Content starts

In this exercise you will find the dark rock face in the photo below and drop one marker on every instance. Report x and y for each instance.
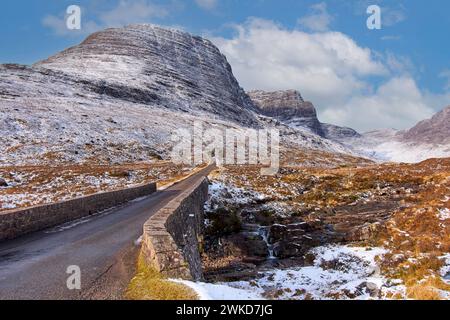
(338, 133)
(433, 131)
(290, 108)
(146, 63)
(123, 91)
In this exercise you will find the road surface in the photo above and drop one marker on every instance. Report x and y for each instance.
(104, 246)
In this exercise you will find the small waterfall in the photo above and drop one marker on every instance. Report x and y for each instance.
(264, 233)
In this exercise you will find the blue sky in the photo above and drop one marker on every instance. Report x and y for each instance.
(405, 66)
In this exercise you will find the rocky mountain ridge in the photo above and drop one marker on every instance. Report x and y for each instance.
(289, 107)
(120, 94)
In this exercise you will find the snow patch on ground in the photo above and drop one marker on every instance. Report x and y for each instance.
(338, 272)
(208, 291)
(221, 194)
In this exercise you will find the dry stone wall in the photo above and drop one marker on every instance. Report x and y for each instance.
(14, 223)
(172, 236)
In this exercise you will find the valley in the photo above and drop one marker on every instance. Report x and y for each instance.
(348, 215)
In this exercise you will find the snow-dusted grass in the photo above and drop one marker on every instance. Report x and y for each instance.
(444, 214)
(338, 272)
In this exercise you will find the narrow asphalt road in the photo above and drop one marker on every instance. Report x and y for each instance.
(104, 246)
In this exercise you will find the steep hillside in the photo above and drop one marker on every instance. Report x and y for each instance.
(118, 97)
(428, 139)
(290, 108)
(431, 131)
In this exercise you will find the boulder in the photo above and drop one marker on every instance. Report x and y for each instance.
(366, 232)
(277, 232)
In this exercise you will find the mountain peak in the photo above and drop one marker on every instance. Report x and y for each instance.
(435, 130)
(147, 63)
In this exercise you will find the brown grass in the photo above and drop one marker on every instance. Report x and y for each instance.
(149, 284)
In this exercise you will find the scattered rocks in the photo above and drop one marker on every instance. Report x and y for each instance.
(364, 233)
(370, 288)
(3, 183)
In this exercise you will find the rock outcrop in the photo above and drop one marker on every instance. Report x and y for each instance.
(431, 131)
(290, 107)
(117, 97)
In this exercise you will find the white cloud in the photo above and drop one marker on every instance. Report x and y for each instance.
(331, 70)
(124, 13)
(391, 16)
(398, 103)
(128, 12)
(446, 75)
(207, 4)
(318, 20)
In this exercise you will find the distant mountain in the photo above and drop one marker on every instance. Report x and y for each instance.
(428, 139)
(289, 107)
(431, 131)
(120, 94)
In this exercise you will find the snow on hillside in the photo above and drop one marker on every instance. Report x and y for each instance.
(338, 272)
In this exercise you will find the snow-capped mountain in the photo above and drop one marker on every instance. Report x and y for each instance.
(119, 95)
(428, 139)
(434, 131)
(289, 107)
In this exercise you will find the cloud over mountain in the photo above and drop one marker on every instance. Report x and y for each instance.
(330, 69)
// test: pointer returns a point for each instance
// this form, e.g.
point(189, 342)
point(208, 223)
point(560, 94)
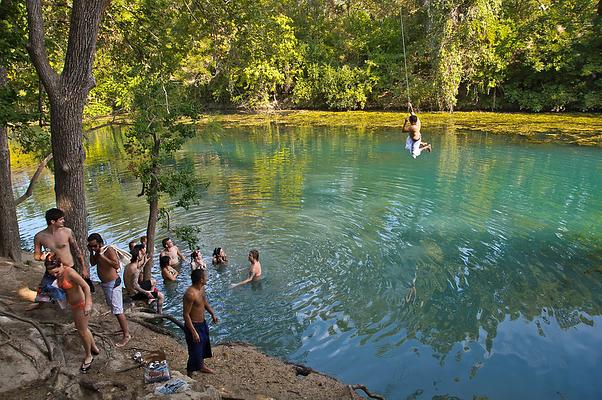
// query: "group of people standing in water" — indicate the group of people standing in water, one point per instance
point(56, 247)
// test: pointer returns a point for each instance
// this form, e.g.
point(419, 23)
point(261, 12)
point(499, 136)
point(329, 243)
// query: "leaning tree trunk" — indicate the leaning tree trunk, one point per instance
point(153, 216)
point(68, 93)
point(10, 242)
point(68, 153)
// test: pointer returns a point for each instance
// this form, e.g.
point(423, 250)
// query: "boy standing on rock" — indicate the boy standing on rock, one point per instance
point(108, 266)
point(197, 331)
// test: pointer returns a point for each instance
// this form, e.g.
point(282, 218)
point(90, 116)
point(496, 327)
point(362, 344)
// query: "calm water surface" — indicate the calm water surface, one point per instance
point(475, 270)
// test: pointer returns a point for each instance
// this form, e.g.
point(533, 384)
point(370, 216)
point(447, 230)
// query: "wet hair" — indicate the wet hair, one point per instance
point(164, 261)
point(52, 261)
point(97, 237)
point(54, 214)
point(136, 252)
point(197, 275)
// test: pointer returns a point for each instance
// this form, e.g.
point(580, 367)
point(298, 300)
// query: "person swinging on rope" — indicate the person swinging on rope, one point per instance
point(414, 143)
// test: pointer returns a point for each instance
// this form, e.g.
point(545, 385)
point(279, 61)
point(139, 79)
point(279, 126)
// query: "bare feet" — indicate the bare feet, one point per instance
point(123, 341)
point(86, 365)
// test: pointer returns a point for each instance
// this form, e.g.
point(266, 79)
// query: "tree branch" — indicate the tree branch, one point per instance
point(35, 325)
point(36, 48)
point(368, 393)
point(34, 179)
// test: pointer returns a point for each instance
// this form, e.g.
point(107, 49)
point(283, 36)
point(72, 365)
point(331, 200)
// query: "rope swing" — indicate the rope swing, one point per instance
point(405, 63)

Content ends

PROBLEM TO WORK ON:
Reproduce every entry above exactly, and omit the pictures.

EXPECTED ANSWER:
In this exercise you will find the dark rock face in the photo below and drop one marker on every instance. Report x and y for each instance.
(338, 133)
(433, 131)
(290, 108)
(146, 63)
(123, 91)
In this exercise you will find the road surface in the photo above and drop one marker on every instance. Report x and y for each instance.
(104, 246)
In this exercise you will find the small waterfall in the photo above and drop one marker on every instance. Report x and y for each instance.
(264, 233)
In this exercise you will find the blue sky in the photo above and drop one marker on every instance. Report x and y for each instance.
(405, 66)
In this exercise you will find the rocky mountain ridge in the photo above and drop one marker on every instance. Report x and y for each instance.
(289, 107)
(120, 94)
In this exercise you will find the snow patch on ground in the photo above and drop one marker on every instance. Report x and y for each instance.
(338, 272)
(208, 291)
(221, 194)
In this exercise you will find the dry stone wall in the photo above and drop one marker on every instance. Report x and y for each instance.
(14, 223)
(172, 236)
In this exercise you will find the valley in the photo above and drop one marker on every instance. Report x and y for each instance.
(348, 215)
In this exercise you will find the snow-dusted grass in the photo above and drop one marker on every instance. Report x and y for each instance.
(444, 214)
(338, 272)
In this exercise you will find the narrow asphalt road in the photo above and drop one marker on every instance. Report x and y for each instance.
(104, 246)
In this exercise you will find the steep hillside in the photo above and drop one marker on every instance. Report x and y for each instance.
(118, 97)
(428, 139)
(290, 108)
(431, 131)
In this exercise you will find the boulder in the photo above and drop one marker on every instance. Report x and y for each instance.
(366, 232)
(277, 232)
In this exercise you will find the mountain peak in the photo above and drop one marker on every instance. Report x and y for each instance.
(435, 130)
(147, 63)
In this exercise you will find the brown grass in the photo above and drop one marker on every instance. Report x and y for each instance.
(149, 284)
In this exercise you will find the scattered rocks in the photo above and drop one marker on every instance. Report x and y for each instance.
(364, 233)
(370, 288)
(3, 183)
In this exercise you will find the rock outcrop in the photo above and drop one marker on every instance. Report x and y for each instance.
(431, 131)
(290, 107)
(117, 97)
In this exercise you will find the white cloud in the photo above and drop one marker on every instance. Report x and y for each instance.
(331, 70)
(124, 13)
(391, 16)
(398, 103)
(128, 12)
(446, 75)
(207, 4)
(318, 20)
In this exercise you will find the distant mountain in the photo above and drop one marker on every instance. Report x and y for each instance.
(428, 139)
(289, 107)
(431, 131)
(120, 94)
In this exercise you will find the snow on hillside in the photo above and drop one marker on every instance. Report x and y for each instance.
(338, 272)
In this exercise you will find the snow-capped mountain in the photo above and drop one marker on every instance. Report x and y for each instance.
(119, 95)
(428, 139)
(434, 131)
(289, 107)
In this exercise you will find the cloud over mountain in the photo above and drop one marker on every instance. Report x and y for each instance.
(330, 69)
// test: pointer returns a point for each instance
// this form, e.g.
point(189, 342)
point(208, 223)
point(560, 94)
// query: "group of people standing in water" — indicate the group of people standing in water, one point per instance
point(56, 247)
// test: pointer returns a point for each instance
// this form, e.g.
point(419, 23)
point(261, 12)
point(499, 136)
point(329, 243)
// query: "leaning tree trunk" — indicate the leaning tree trunk, one point per instance
point(153, 216)
point(68, 93)
point(10, 242)
point(68, 153)
// test: pointer returns a point for each instance
// this form, e.g.
point(423, 250)
// query: "boy standing on rock" — indicate the boy standing on rock, one point per instance
point(108, 266)
point(197, 331)
// test: pointer returns a point for each instance
// this form, e.g.
point(282, 218)
point(90, 116)
point(496, 327)
point(362, 344)
// query: "calm water surface" — indicate the calm water surface, one point per instance
point(475, 270)
// test: pointer returns a point for each instance
// this form, e.g.
point(533, 384)
point(370, 216)
point(447, 230)
// query: "wet hair" — indicate the wet hair, one point per instance
point(164, 261)
point(52, 261)
point(97, 237)
point(54, 214)
point(136, 252)
point(197, 275)
// test: pointer returns a point for each instance
// this form, e.g.
point(580, 367)
point(298, 300)
// query: "person swinging on rope" — indicate the person swinging on rope, one point per instance
point(414, 143)
// test: pointer returns a point for each instance
// this form, e.g.
point(545, 385)
point(279, 61)
point(139, 79)
point(279, 126)
// query: "bare feet" — indicate the bare feet, one point per instance
point(123, 341)
point(86, 365)
// test: pointer returns a point for each instance
// this form, e.g.
point(266, 79)
// query: "tree branch" — indicate the tree branch, one point per instance
point(35, 325)
point(36, 48)
point(368, 393)
point(34, 179)
// test: pointer returns a point for each instance
// this form, e.g.
point(107, 49)
point(283, 36)
point(72, 365)
point(331, 200)
// query: "rope swing" — indicate the rope swing, one point per instance
point(405, 63)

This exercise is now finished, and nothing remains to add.